Given data:
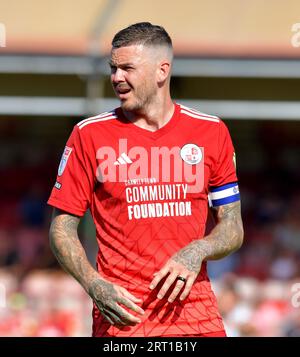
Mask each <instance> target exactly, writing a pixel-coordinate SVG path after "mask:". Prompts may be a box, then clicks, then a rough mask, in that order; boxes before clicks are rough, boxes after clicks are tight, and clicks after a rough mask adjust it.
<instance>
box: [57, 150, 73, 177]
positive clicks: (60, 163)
mask: <svg viewBox="0 0 300 357" xmlns="http://www.w3.org/2000/svg"><path fill="white" fill-rule="evenodd" d="M71 152H72V148H70V147H68V146H66V147H65V150H64V152H63V154H62V157H61V160H60V163H59V167H58V176H61V175H62V174H63V172H64V171H65V168H66V166H67V162H68V160H69V157H70V155H71Z"/></svg>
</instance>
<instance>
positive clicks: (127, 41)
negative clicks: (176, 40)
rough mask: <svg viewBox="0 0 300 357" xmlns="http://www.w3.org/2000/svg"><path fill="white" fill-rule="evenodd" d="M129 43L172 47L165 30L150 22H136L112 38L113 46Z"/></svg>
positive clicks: (169, 36)
mask: <svg viewBox="0 0 300 357" xmlns="http://www.w3.org/2000/svg"><path fill="white" fill-rule="evenodd" d="M131 45H145V46H162V45H163V46H168V47H170V48H172V40H171V37H170V36H169V34H168V33H167V31H166V30H165V29H164V28H163V27H162V26H158V25H152V24H151V23H150V22H138V23H136V24H133V25H130V26H128V27H126V28H125V29H123V30H121V31H119V32H118V33H117V34H116V35H115V36H114V38H113V40H112V46H113V47H114V48H120V47H125V46H131Z"/></svg>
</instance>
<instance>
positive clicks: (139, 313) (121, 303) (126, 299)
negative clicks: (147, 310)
mask: <svg viewBox="0 0 300 357" xmlns="http://www.w3.org/2000/svg"><path fill="white" fill-rule="evenodd" d="M117 301H118V303H120V304H123V305H125V306H126V307H128V308H129V309H130V310H132V311H134V312H136V313H138V314H139V315H144V313H145V311H144V310H143V309H142V308H141V307H140V306H138V305H136V304H135V303H134V302H132V301H131V300H129V299H127V298H126V297H125V296H124V297H120V298H119V299H118V300H117Z"/></svg>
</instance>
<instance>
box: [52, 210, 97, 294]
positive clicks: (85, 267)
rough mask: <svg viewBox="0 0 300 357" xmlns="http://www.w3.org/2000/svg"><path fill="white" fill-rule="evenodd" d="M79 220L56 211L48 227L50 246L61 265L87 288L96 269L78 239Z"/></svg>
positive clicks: (72, 216) (72, 215)
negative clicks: (86, 255) (51, 222)
mask: <svg viewBox="0 0 300 357" xmlns="http://www.w3.org/2000/svg"><path fill="white" fill-rule="evenodd" d="M79 221H80V219H79V218H78V217H76V216H73V215H69V214H60V213H59V212H58V211H56V212H55V214H54V218H53V220H52V223H51V227H50V246H51V249H52V251H53V253H54V255H55V256H56V258H57V260H58V261H59V263H60V264H61V266H62V267H63V268H64V269H65V270H66V271H67V272H68V273H70V274H71V275H72V276H73V277H74V278H75V279H76V280H78V281H79V283H80V284H81V285H82V286H83V287H84V288H85V289H86V290H87V289H88V286H89V282H90V281H91V279H93V277H94V276H95V274H96V271H95V270H94V269H93V268H92V266H91V265H90V263H89V261H88V259H87V257H86V254H85V251H84V249H83V247H82V245H81V243H80V241H79V238H78V233H77V228H78V224H79Z"/></svg>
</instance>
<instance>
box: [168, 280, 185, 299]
mask: <svg viewBox="0 0 300 357" xmlns="http://www.w3.org/2000/svg"><path fill="white" fill-rule="evenodd" d="M184 285H185V282H184V281H182V280H177V282H176V285H175V287H174V289H173V291H172V293H171V295H170V296H169V298H168V302H170V303H172V302H173V301H174V300H175V299H176V298H177V296H178V294H179V293H180V291H181V290H182V288H183V287H184Z"/></svg>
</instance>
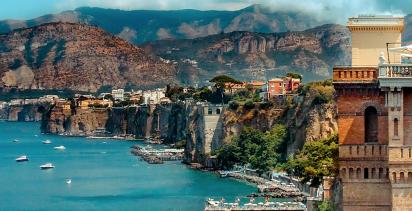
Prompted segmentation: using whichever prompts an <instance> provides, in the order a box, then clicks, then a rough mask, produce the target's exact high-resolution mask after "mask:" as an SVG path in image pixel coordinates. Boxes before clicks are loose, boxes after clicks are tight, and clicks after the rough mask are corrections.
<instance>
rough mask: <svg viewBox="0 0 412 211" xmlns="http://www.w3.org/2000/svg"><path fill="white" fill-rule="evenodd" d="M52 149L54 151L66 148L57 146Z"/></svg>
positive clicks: (60, 149) (62, 146) (62, 145)
mask: <svg viewBox="0 0 412 211" xmlns="http://www.w3.org/2000/svg"><path fill="white" fill-rule="evenodd" d="M54 149H55V150H65V149H66V147H65V146H63V145H61V146H58V147H54Z"/></svg>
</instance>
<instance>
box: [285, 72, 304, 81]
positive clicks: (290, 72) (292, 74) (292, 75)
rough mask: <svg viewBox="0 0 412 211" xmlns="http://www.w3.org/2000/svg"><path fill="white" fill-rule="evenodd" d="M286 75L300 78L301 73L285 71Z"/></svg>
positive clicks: (301, 75)
mask: <svg viewBox="0 0 412 211" xmlns="http://www.w3.org/2000/svg"><path fill="white" fill-rule="evenodd" d="M286 77H290V78H296V79H300V80H302V75H301V74H298V73H293V72H289V73H286Z"/></svg>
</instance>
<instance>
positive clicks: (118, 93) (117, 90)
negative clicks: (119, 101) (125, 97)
mask: <svg viewBox="0 0 412 211" xmlns="http://www.w3.org/2000/svg"><path fill="white" fill-rule="evenodd" d="M112 96H113V99H114V100H119V101H124V89H113V90H112Z"/></svg>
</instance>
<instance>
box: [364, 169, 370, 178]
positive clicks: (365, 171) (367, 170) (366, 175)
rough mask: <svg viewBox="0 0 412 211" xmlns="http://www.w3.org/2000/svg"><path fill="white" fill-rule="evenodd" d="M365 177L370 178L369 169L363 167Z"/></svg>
mask: <svg viewBox="0 0 412 211" xmlns="http://www.w3.org/2000/svg"><path fill="white" fill-rule="evenodd" d="M363 179H369V169H368V168H364V169H363Z"/></svg>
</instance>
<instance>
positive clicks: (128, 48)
mask: <svg viewBox="0 0 412 211" xmlns="http://www.w3.org/2000/svg"><path fill="white" fill-rule="evenodd" d="M176 74H177V72H176V69H175V67H174V66H173V65H170V64H166V63H164V62H162V61H160V60H158V59H157V58H156V57H151V56H148V55H147V54H146V53H145V52H144V51H143V50H142V49H140V48H138V47H136V46H134V45H132V44H130V43H128V42H127V41H125V40H122V39H120V38H118V37H115V36H113V35H111V34H109V33H107V32H105V31H103V30H102V29H100V28H97V27H94V26H89V25H84V24H72V23H49V24H45V25H40V26H36V27H33V28H26V29H18V30H15V31H12V32H9V33H7V34H2V35H0V78H1V80H0V87H17V88H20V89H71V90H77V91H91V92H95V91H97V90H98V89H99V88H102V87H104V86H106V87H107V86H109V87H110V86H111V87H125V86H135V87H158V86H164V85H166V84H169V83H176V82H177V81H176Z"/></svg>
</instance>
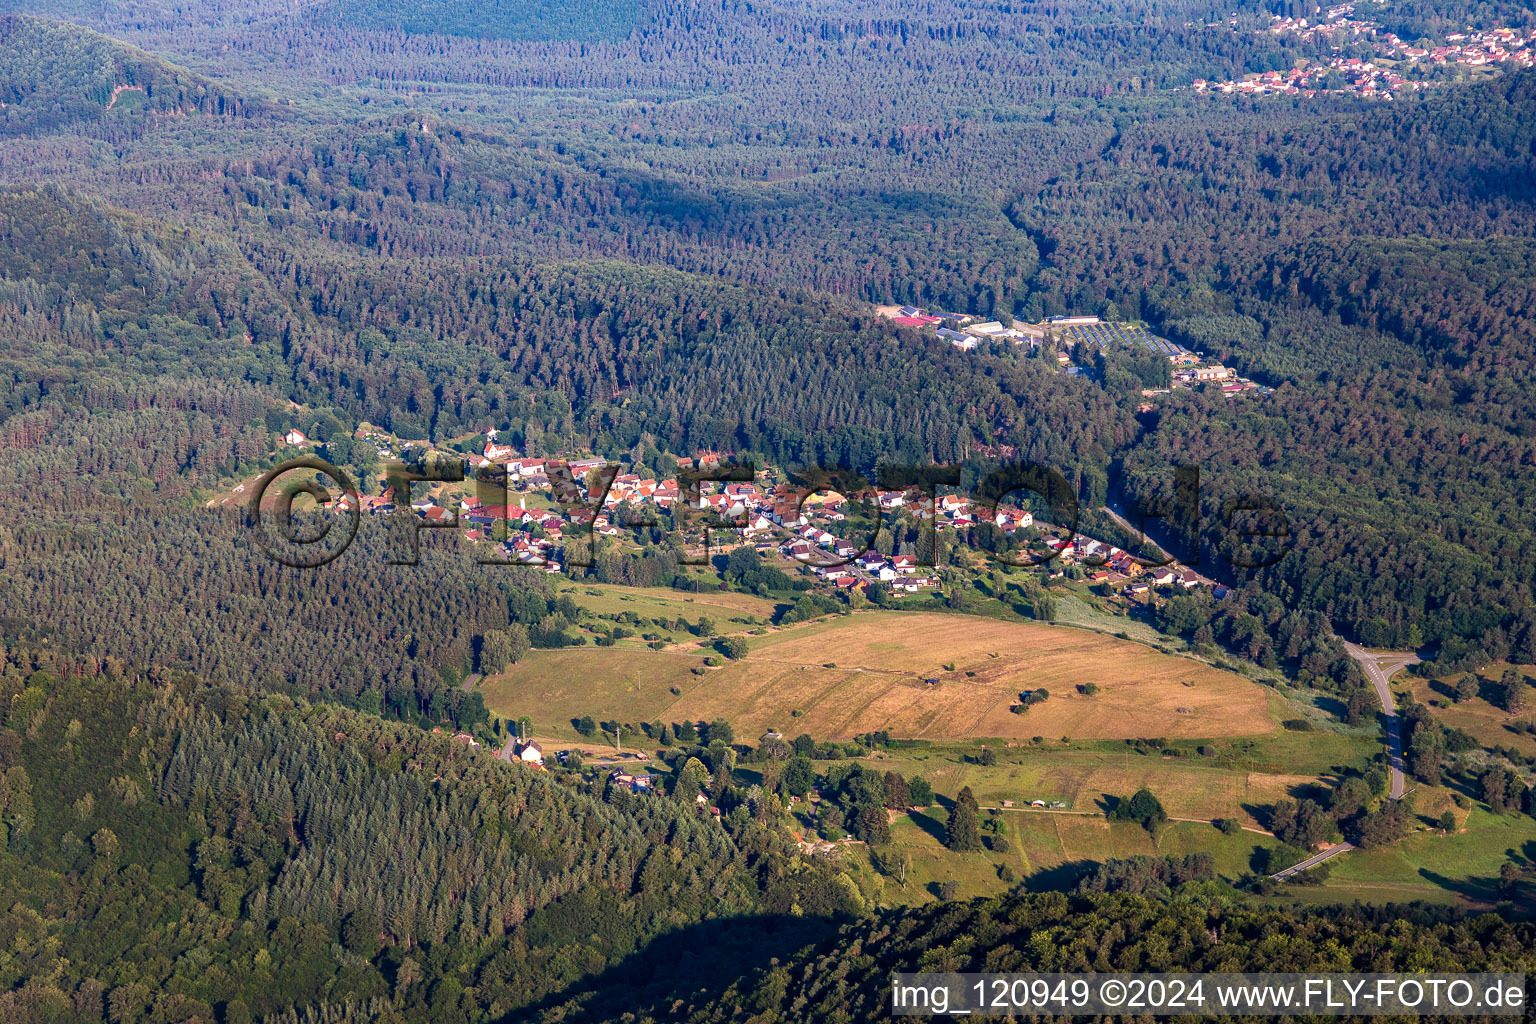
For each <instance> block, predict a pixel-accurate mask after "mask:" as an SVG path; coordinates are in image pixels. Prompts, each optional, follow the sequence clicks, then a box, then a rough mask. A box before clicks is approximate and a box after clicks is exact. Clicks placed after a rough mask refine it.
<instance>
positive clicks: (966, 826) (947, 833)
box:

What you will do: Print the listing again exactly, please. Keep the pictures out of it.

Task result:
Mask each <instance> target exactly, writing a pixel-coordinate SVG path after "mask:". Prompts may be a box, then clicks, then a rough mask, in that order; boxes before clicks are rough, boxes after clicks are tight, and clicks after a rough mask adjust it.
<instance>
box: [57, 150, 73, 177]
positive clicks: (60, 163)
mask: <svg viewBox="0 0 300 357" xmlns="http://www.w3.org/2000/svg"><path fill="white" fill-rule="evenodd" d="M71 152H72V148H70V147H68V146H66V147H65V150H64V152H63V154H62V157H61V160H60V163H59V167H58V176H61V175H62V174H63V172H64V171H65V168H66V166H67V162H68V160H69V157H70V155H71Z"/></svg>
</instance>
<instance>
positive clicks: (127, 41)
negative clicks: (176, 40)
rough mask: <svg viewBox="0 0 300 357" xmlns="http://www.w3.org/2000/svg"><path fill="white" fill-rule="evenodd" d="M129 43L172 47L165 30L150 22H136L112 38L113 46Z"/></svg>
positive clicks: (169, 36)
mask: <svg viewBox="0 0 300 357" xmlns="http://www.w3.org/2000/svg"><path fill="white" fill-rule="evenodd" d="M131 45H145V46H162V45H163V46H168V47H170V48H172V40H171V37H170V36H169V34H168V33H167V31H166V30H165V29H164V28H163V27H162V26H158V25H152V24H151V23H150V22H138V23H136V24H133V25H130V26H128V27H126V28H125V29H123V30H121V31H119V32H118V33H117V34H116V35H115V36H114V38H113V40H112V46H113V47H114V48H120V47H125V46H131Z"/></svg>
</instance>
<instance>
positive clicks: (139, 313) (121, 303) (126, 299)
negative clicks: (147, 310)
mask: <svg viewBox="0 0 300 357" xmlns="http://www.w3.org/2000/svg"><path fill="white" fill-rule="evenodd" d="M117 301H118V303H120V304H123V305H125V306H126V307H128V308H129V309H130V310H132V311H134V312H136V313H138V314H139V315H144V313H145V311H144V310H143V309H142V308H141V307H140V306H138V305H136V304H135V303H134V302H132V301H131V300H129V299H127V298H126V297H125V296H124V297H120V298H119V299H118V300H117Z"/></svg>
</instance>
<instance>
box: [52, 210, 97, 294]
positive clicks: (85, 267)
rough mask: <svg viewBox="0 0 300 357" xmlns="http://www.w3.org/2000/svg"><path fill="white" fill-rule="evenodd" d="M79 220L56 211L48 227L50 246L61 265L87 288L96 269L78 239Z"/></svg>
positive clicks: (72, 216) (72, 215)
negative clicks: (86, 255) (51, 222)
mask: <svg viewBox="0 0 300 357" xmlns="http://www.w3.org/2000/svg"><path fill="white" fill-rule="evenodd" d="M79 221H80V219H79V218H78V217H76V216H73V215H69V214H60V213H59V212H58V211H56V212H55V214H54V218H53V220H52V223H51V227H50V246H51V249H52V251H53V253H54V255H55V256H56V258H57V260H58V261H59V263H60V264H61V266H62V267H63V268H64V269H65V270H66V271H67V272H68V273H70V274H71V275H72V276H73V277H74V278H75V279H76V280H78V281H79V283H80V284H81V285H82V286H83V287H84V288H85V289H86V290H87V289H88V286H89V282H90V281H91V279H93V277H94V276H95V274H96V271H95V270H94V269H93V268H92V266H91V265H90V263H89V261H88V259H87V257H86V254H85V251H84V249H83V247H82V245H81V243H80V241H79V238H78V233H77V228H78V224H79Z"/></svg>
</instance>
<instance>
box: [168, 280, 185, 299]
mask: <svg viewBox="0 0 300 357" xmlns="http://www.w3.org/2000/svg"><path fill="white" fill-rule="evenodd" d="M184 285H185V282H184V281H182V280H177V282H176V285H175V287H174V289H173V291H172V293H171V295H170V296H169V298H168V302H170V303H172V302H173V301H174V300H175V299H176V298H177V296H178V294H179V293H180V291H181V290H182V288H183V287H184Z"/></svg>
</instance>
Prompted segmentation: using whichever prompts an <instance> provides, in the order a box, then clicks, then a rough mask, produce the target's exact high-resolution mask after "mask:" as an SVG path in image pixel coordinates. Boxes before clicks are loose, boxes after clicks are tight, and clicks after the rough mask are corrections.
<instance>
rough mask: <svg viewBox="0 0 412 211" xmlns="http://www.w3.org/2000/svg"><path fill="white" fill-rule="evenodd" d="M52 149L54 151L66 148L57 146Z"/></svg>
positive clicks: (60, 149) (62, 146) (62, 145)
mask: <svg viewBox="0 0 412 211" xmlns="http://www.w3.org/2000/svg"><path fill="white" fill-rule="evenodd" d="M54 149H55V150H65V149H66V147H65V146H63V145H61V146H58V147H54Z"/></svg>
</instance>
<instance>
box: [285, 72, 304, 81]
positive clicks: (290, 72) (292, 74) (292, 75)
rough mask: <svg viewBox="0 0 412 211" xmlns="http://www.w3.org/2000/svg"><path fill="white" fill-rule="evenodd" d="M286 75L300 78L301 73L285 71Z"/></svg>
positive clicks: (301, 75)
mask: <svg viewBox="0 0 412 211" xmlns="http://www.w3.org/2000/svg"><path fill="white" fill-rule="evenodd" d="M286 77H290V78H296V79H300V80H302V75H301V74H298V73H293V72H289V73H286Z"/></svg>
</instance>
<instance>
positive clicks: (118, 93) (117, 90)
negative clicks: (119, 101) (125, 97)
mask: <svg viewBox="0 0 412 211" xmlns="http://www.w3.org/2000/svg"><path fill="white" fill-rule="evenodd" d="M112 96H113V99H114V100H119V101H124V89H113V90H112Z"/></svg>
</instance>
<instance>
box: [364, 169, 370, 178]
positive clicks: (365, 171) (367, 170) (366, 175)
rough mask: <svg viewBox="0 0 412 211" xmlns="http://www.w3.org/2000/svg"><path fill="white" fill-rule="evenodd" d="M365 177L370 178L369 169L363 167Z"/></svg>
mask: <svg viewBox="0 0 412 211" xmlns="http://www.w3.org/2000/svg"><path fill="white" fill-rule="evenodd" d="M363 179H369V169H368V168H364V169H363Z"/></svg>
</instance>
<instance>
positive clicks: (128, 48)
mask: <svg viewBox="0 0 412 211" xmlns="http://www.w3.org/2000/svg"><path fill="white" fill-rule="evenodd" d="M176 74H177V72H176V69H175V67H174V66H173V65H170V64H166V63H164V62H162V61H160V60H158V59H157V58H156V57H151V56H148V55H147V54H146V53H145V52H144V51H143V50H142V49H140V48H138V47H136V46H134V45H132V44H130V43H128V42H127V41H125V40H122V39H120V38H118V37H115V36H113V35H111V34H109V33H107V32H105V31H103V30H102V29H100V28H97V27H94V26H89V25H84V24H72V23H49V24H45V25H40V26H36V27H33V28H26V29H18V30H15V31H12V32H9V33H7V34H2V35H0V78H1V80H0V87H17V88H20V89H71V90H77V91H91V92H95V91H97V90H98V89H99V88H102V87H104V86H106V87H107V86H109V87H110V86H111V87H125V86H135V87H158V86H164V85H166V84H169V83H176V82H177V81H176Z"/></svg>
</instance>
For each <instance> block, predict a pixel-accurate mask after "mask:" as an SVG path; coordinates are in image pixels. Prompts, each optional, follow the sequence clicks, then a box, then a rough mask. A box before clicks is approximate and a box after clicks is exact. Clicks placed after a rough mask refine it.
<instance>
positive clicks: (966, 826) (947, 833)
box:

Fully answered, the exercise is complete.